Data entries
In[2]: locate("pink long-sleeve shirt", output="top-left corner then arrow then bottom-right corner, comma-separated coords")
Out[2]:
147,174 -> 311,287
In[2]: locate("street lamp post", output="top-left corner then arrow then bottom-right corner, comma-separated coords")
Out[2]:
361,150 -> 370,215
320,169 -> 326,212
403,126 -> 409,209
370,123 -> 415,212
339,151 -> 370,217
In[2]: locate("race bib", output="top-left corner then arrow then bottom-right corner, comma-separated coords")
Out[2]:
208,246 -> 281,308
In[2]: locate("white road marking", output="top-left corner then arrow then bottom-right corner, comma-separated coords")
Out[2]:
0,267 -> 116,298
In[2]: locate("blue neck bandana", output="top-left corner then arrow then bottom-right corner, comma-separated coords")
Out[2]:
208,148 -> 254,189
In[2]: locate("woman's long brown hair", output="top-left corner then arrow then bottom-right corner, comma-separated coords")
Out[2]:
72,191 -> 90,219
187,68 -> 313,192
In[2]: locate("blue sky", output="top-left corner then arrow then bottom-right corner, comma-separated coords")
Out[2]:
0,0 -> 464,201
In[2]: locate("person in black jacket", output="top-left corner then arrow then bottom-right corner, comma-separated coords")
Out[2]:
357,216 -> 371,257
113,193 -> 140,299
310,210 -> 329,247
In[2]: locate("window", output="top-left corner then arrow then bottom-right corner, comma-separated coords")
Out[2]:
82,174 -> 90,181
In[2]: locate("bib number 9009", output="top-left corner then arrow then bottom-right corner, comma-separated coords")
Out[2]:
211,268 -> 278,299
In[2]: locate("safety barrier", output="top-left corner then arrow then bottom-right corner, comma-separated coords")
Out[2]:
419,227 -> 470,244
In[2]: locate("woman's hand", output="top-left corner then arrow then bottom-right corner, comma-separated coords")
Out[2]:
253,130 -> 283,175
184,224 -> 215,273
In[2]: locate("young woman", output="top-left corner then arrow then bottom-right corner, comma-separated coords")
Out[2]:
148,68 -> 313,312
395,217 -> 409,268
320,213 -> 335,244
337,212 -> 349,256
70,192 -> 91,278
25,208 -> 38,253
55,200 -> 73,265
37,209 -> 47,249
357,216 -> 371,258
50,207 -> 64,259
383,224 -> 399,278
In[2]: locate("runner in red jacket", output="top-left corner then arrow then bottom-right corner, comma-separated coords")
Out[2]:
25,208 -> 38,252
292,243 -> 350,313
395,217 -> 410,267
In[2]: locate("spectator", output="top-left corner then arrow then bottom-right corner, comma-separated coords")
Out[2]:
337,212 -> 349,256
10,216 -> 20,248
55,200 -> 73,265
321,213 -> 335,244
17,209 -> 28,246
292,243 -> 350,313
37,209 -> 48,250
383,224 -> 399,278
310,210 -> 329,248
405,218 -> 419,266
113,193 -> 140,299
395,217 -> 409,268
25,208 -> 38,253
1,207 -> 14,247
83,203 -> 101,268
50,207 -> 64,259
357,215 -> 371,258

> [DESCRIPTION OF THE TASK]
Each entry must appear again in the answer exactly as written.

> [WORKED SOLUTION]
In[2]: locate("pink long-sleeve shirt", output="top-left corner then arrow then bottom-right corner, comma-separated coords")
Out[2]:
147,174 -> 311,287
In[2]: locate("street lamp post", output="top-left corner then arrow then bottom-right corner, comma-separated coords")
Out[2]:
361,150 -> 370,215
320,169 -> 326,212
403,126 -> 409,209
370,123 -> 415,212
339,151 -> 370,217
In[2]: locate("race bib", output="top-left corner then arrow then bottom-right corner, comma-separated coords")
Out[2]:
208,246 -> 281,308
In[2]: locate("white road marking", output="top-left corner then arrow then bottom-right corner, comma-separated coords")
Out[2]:
0,267 -> 116,298
In[2]: locate("blue neck bandana", output="top-left corner then arrow then bottom-right corner, comma-separated coords")
Out[2]:
208,148 -> 254,189
In[2]: locate("woman's long brown hair", output="top-left corner then arrow then bottom-right corner, comma-separated coords")
Out[2]:
72,191 -> 90,219
187,68 -> 313,192
In[2]: locate("blue sky", output="top-left corner then arrow then bottom-right corner, comma-separated coords")
Out[2]:
0,0 -> 464,201
In[2]: locate("person in black jacket", output="top-left corner then arrow then bottom-right corner, comma-separated coords")
Out[2]:
357,216 -> 371,257
113,193 -> 140,299
310,210 -> 329,247
In[2]: locate("window", output="top-left corner then arrow then bottom-right corner, comma-separated coords")
Out[2]:
82,174 -> 90,181
In[2]: locate("bib number 9009", output="top-left corner then arrow then bottom-right corner, comma-separated coords")
Out[2]:
211,268 -> 278,299
In[2]: locate("safety barrier", output="top-left corner then arrow then bottom-right corner, comma-separated coords")
Out[2]:
419,227 -> 470,244
In[2]: locate("woman's hand", output="top-left corner then arrow then bottom-right corner, comma-separated coords")
Out[2]:
253,130 -> 283,175
184,224 -> 215,273
In[2]: locate("young woman", output="top-left corner then arrow then bottom-right corner, comma-separated coords")
Out[2]:
148,68 -> 313,312
395,217 -> 409,268
320,213 -> 335,244
337,212 -> 349,256
70,192 -> 91,278
25,208 -> 38,253
55,200 -> 73,265
37,209 -> 47,249
357,216 -> 371,258
50,207 -> 64,259
383,224 -> 399,278
In[2]: locate("runner in red jacket", output="top-left corner then arrow then bottom-right corner, comma-separated coords")
Out[2]:
25,208 -> 38,252
292,243 -> 350,313
395,217 -> 410,267
In[2]: locate("spectator", output="top-left corner then arrow then bottom-right corner, comma-separated coords")
Out[2]:
337,212 -> 349,256
10,216 -> 20,248
55,200 -> 73,265
321,213 -> 335,244
17,209 -> 28,246
292,243 -> 350,313
37,209 -> 48,250
383,224 -> 399,278
310,210 -> 329,248
405,218 -> 419,266
113,193 -> 140,299
395,217 -> 409,268
25,208 -> 38,253
1,207 -> 14,247
83,203 -> 101,268
50,207 -> 64,259
357,215 -> 371,258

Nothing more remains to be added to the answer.